(DATA FOR THE TASK Opens)

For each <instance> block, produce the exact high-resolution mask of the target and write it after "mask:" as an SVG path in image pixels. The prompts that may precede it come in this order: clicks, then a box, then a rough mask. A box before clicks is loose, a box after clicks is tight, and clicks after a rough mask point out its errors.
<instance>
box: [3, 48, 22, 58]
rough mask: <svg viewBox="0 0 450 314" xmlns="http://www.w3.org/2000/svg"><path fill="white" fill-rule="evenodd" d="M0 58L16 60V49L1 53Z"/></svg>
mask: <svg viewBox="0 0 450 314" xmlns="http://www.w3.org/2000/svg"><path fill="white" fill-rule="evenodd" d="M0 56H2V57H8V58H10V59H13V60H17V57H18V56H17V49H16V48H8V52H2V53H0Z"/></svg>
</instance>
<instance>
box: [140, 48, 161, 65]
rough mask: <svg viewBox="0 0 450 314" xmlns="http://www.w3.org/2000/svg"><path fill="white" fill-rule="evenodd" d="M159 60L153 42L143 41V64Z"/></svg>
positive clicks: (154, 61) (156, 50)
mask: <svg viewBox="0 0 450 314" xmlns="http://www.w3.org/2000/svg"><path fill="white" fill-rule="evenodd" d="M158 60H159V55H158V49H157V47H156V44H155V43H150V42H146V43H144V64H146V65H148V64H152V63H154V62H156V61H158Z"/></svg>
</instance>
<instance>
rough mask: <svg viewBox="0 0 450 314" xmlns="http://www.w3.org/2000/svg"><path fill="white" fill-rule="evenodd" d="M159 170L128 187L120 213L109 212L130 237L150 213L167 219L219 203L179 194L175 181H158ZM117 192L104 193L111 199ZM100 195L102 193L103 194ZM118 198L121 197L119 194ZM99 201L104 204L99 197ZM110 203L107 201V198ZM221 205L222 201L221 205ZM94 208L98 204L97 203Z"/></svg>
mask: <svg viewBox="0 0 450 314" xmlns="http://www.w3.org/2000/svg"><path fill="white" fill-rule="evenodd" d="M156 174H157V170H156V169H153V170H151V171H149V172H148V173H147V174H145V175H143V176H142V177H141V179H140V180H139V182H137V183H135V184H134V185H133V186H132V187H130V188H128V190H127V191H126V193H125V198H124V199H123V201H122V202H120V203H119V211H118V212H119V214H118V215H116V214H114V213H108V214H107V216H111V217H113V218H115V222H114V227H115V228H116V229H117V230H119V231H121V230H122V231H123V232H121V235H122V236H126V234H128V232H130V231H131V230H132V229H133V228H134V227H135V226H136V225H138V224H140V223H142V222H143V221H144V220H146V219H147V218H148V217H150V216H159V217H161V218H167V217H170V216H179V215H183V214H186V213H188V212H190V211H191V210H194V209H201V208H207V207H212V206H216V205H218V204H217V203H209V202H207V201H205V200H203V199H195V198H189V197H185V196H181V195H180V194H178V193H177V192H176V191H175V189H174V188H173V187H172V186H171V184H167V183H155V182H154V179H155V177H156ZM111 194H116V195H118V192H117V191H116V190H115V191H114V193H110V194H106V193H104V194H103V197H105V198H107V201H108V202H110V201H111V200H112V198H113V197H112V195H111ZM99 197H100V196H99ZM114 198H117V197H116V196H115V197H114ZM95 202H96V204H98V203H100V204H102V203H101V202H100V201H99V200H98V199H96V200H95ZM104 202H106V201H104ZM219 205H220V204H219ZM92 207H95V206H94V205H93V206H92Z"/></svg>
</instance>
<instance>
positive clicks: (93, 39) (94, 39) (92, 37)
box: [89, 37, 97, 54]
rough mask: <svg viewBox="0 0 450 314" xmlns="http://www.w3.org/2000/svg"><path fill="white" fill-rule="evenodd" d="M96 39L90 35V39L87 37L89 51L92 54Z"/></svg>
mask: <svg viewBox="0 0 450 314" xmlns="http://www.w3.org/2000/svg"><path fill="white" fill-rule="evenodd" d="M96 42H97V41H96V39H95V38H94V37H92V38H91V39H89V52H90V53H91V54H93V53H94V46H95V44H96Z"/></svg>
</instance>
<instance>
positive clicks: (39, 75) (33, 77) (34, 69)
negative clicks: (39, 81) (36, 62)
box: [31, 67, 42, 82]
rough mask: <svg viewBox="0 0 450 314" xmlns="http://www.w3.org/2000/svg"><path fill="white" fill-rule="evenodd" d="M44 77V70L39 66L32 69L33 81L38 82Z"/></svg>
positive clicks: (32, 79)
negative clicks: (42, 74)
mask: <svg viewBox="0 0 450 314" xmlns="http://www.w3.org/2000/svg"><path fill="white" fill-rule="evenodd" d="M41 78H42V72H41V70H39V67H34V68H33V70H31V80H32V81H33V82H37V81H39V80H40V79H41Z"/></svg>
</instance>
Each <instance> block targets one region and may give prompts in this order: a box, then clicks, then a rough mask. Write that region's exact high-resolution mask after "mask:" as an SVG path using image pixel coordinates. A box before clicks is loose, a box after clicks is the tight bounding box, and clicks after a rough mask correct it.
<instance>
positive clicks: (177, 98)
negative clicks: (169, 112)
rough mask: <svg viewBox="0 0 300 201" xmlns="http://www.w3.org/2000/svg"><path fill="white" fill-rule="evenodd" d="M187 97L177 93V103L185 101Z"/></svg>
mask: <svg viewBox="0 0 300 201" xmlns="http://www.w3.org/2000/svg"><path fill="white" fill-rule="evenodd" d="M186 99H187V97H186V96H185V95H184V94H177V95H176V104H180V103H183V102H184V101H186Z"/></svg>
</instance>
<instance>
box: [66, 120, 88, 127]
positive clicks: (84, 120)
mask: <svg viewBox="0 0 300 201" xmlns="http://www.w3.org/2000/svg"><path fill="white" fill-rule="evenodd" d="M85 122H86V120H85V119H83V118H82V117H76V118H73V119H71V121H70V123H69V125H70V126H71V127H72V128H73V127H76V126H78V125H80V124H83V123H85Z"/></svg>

(DATA FOR THE TASK Closes)

TASK STATEMENT>
Copy the entire listing above, reproducing every line character for character.

TASK OUTPUT>
For each <instance> block, produce the exact high-resolution mask of the target and write it after "mask:" as an SVG path in image pixels. The prompts that may precede it come in this order: clicks, then a box, then a rough mask. A box before clicks is loose, a box after clicks is tight, and clicks after a rough mask point out its errors.
<instance>
box: [3, 48, 22, 58]
rough mask: <svg viewBox="0 0 450 314" xmlns="http://www.w3.org/2000/svg"><path fill="white" fill-rule="evenodd" d="M0 58L16 60V49L1 53Z"/></svg>
mask: <svg viewBox="0 0 450 314" xmlns="http://www.w3.org/2000/svg"><path fill="white" fill-rule="evenodd" d="M0 56H2V57H8V58H10V59H13V60H17V57H18V56H17V49H16V48H8V52H2V53H0Z"/></svg>
</instance>
<instance>
box: [140, 48, 161, 65]
rough mask: <svg viewBox="0 0 450 314" xmlns="http://www.w3.org/2000/svg"><path fill="white" fill-rule="evenodd" d="M159 60L153 42L143 41V64Z"/></svg>
positive clicks: (154, 61) (156, 50)
mask: <svg viewBox="0 0 450 314" xmlns="http://www.w3.org/2000/svg"><path fill="white" fill-rule="evenodd" d="M158 60H159V55H158V49H157V47H156V44H155V43H150V42H146V43H144V64H146V65H148V64H152V63H154V62H156V61H158Z"/></svg>
</instance>
<instance>
rough mask: <svg viewBox="0 0 450 314" xmlns="http://www.w3.org/2000/svg"><path fill="white" fill-rule="evenodd" d="M159 170L128 187L120 213L109 212L130 237L150 213L167 219L219 203L179 194L175 181H158ZM117 192L104 193L111 199ZM100 195L102 193L103 194ZM118 198L121 197L119 194ZM99 201L104 204L99 197ZM110 203L107 201V198ZM221 205L222 201L221 205ZM94 208L98 204L97 203Z"/></svg>
mask: <svg viewBox="0 0 450 314" xmlns="http://www.w3.org/2000/svg"><path fill="white" fill-rule="evenodd" d="M156 174H157V170H156V169H153V170H151V171H149V172H148V173H147V174H145V175H143V176H142V177H141V179H140V180H139V182H137V183H135V184H134V185H133V186H132V187H130V188H128V190H127V191H126V193H125V198H124V199H123V201H122V202H120V203H119V211H118V212H119V214H118V215H116V214H114V213H108V214H107V216H111V217H113V218H115V222H114V227H115V228H116V229H117V230H119V231H121V230H122V231H123V232H121V235H122V236H126V234H128V232H130V231H131V230H132V229H133V228H134V227H135V226H136V225H138V224H140V223H142V222H143V221H144V220H146V219H147V218H148V217H150V216H159V217H161V218H167V217H170V216H179V215H183V214H186V213H188V212H190V211H191V210H194V209H201V208H207V207H212V206H216V205H218V204H217V203H209V202H207V201H205V200H203V199H195V198H189V197H185V196H181V195H180V194H178V193H177V192H176V191H175V189H174V188H173V187H172V186H171V184H167V183H155V182H154V179H155V177H156ZM111 194H116V195H118V192H117V191H116V190H115V191H114V193H110V194H106V193H104V194H103V197H105V198H107V201H108V202H110V201H111V200H112V198H113V197H112V195H111ZM99 197H100V196H99ZM114 198H117V197H116V196H115V197H114ZM95 202H96V204H98V203H100V204H102V203H101V202H100V201H99V200H98V199H96V200H95ZM104 202H106V201H104ZM219 205H220V204H219ZM92 207H95V206H94V205H93V206H92Z"/></svg>
</instance>
<instance>
positive clicks: (93, 39) (94, 39) (92, 37)
box: [89, 37, 97, 54]
rough mask: <svg viewBox="0 0 450 314" xmlns="http://www.w3.org/2000/svg"><path fill="white" fill-rule="evenodd" d="M96 39L90 35V39L87 37L89 51L92 54Z"/></svg>
mask: <svg viewBox="0 0 450 314" xmlns="http://www.w3.org/2000/svg"><path fill="white" fill-rule="evenodd" d="M96 42H97V41H96V39H95V38H94V37H92V38H91V39H89V52H90V53H91V54H93V53H94V46H95V44H96Z"/></svg>
</instance>
<instance>
positive clicks: (39, 75) (33, 77) (34, 69)
negative clicks: (39, 81) (36, 62)
box: [31, 67, 42, 82]
rough mask: <svg viewBox="0 0 450 314" xmlns="http://www.w3.org/2000/svg"><path fill="white" fill-rule="evenodd" d="M44 77V70L39 66L32 69L33 81L38 82Z"/></svg>
positive clicks: (32, 79)
negative clicks: (42, 74)
mask: <svg viewBox="0 0 450 314" xmlns="http://www.w3.org/2000/svg"><path fill="white" fill-rule="evenodd" d="M41 78H42V72H41V70H39V67H34V68H33V70H31V80H32V81H33V82H37V81H39V80H40V79H41Z"/></svg>
</instance>
Each <instance> block targets one region and may give prompts in this order: a box, then clicks, then a rough mask. Write that region's exact high-resolution mask after "mask:" as an SVG path using image pixel coordinates. A box before clicks is loose, a box after clicks is the tight bounding box, and clicks after a rough mask correct it.
<instance>
positive clicks: (177, 98)
negative clicks: (169, 112)
rough mask: <svg viewBox="0 0 300 201" xmlns="http://www.w3.org/2000/svg"><path fill="white" fill-rule="evenodd" d="M187 97L177 93V103L185 101Z"/></svg>
mask: <svg viewBox="0 0 300 201" xmlns="http://www.w3.org/2000/svg"><path fill="white" fill-rule="evenodd" d="M186 99H187V97H186V96H185V95H184V94H177V95H176V104H180V103H183V102H184V101H186Z"/></svg>
</instance>
<instance>
box: [66, 120, 88, 127]
positive clicks: (84, 120)
mask: <svg viewBox="0 0 300 201" xmlns="http://www.w3.org/2000/svg"><path fill="white" fill-rule="evenodd" d="M85 122H86V120H85V119H83V118H82V117H76V118H73V119H71V121H70V123H69V125H70V126H71V127H72V128H73V127H76V126H78V125H80V124H83V123H85Z"/></svg>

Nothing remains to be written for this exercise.